Among the horses in the package was Linamix, the stallion to whom Lagardere owed much of his success, and no fewer than 62 mares. The 74 horses in training included the then unraced three-year-old filly Vadawina who would become Vadeni’s grandam. In fact, Vadawina became one of the first horses from the Lagardere intake to win in the Aga Khan colours, making a winning debut at Saint-Cloud just weeks after the transfer. An easy winner of her next two starts as well, the Prix Cleopatre and Prix Saint-Alary (both under Christophe Soumillon who will be partnering her grandson again on Saturday), Vadawina looked a potential classic winner but sustained a career-ending leg injury when finishing fourth in the Prix de Diane. Vadawina’s half-sister Vazira also won the Saint-Alary, in 2014, having later been awarded the race after passing the post in second.
When the Aga Khan acquired the Lagardere horses, he kept those in training with their existing trainers, and while Andre Fabre (Vadawina’s trainer) is no longer on the Aga Khan’s roster of trainers, the association has been maintained ever since with Jean-Claude Rouget who trains Vadeni.

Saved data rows
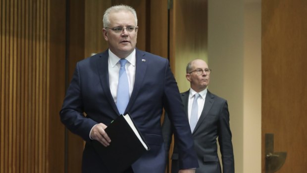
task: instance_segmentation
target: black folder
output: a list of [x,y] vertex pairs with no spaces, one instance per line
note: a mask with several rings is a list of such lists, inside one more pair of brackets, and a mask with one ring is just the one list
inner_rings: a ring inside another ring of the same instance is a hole
[[110,173],[122,173],[150,150],[129,114],[118,116],[104,130],[111,139],[110,145],[104,147],[96,140],[92,144]]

Problem description |
Copy out the full text about the Lagardere horses and Vadawina from above, word for word.

Answer to this task |
Among the horses in the package was Linamix, the stallion to whom Lagardere owed much of his success, and no fewer than 62 mares. The 74 horses in training included the then unraced three-year-old filly Vadawina who would become Vadeni’s grandam. In fact, Vadawina became one of the first horses from the Lagardere intake to win in the Aga Khan colours, making a winning debut at Saint-Cloud just weeks after the transfer. An easy winner of her next two starts as well, the Prix Cleopatre and Prix Saint-Alary (both under Christophe Soumillon who will be partnering her grandson again on Saturday), Vadawina looked a potential classic winner but sustained a career-ending leg injury when finishing fourth in the Prix de Diane. Vadawina’s half-sister Vazira also won the Saint-Alary, in 2014, having later been awarded the race after passing the post in second.
When the Aga Khan acquired the Lagardere horses, he kept those in training with their existing trainers, and while Andre Fabre (Vadawina’s trainer) is no longer on the Aga Khan’s roster of trainers, the association has been maintained ever since with Jean-Claude Rouget who trains Vadeni.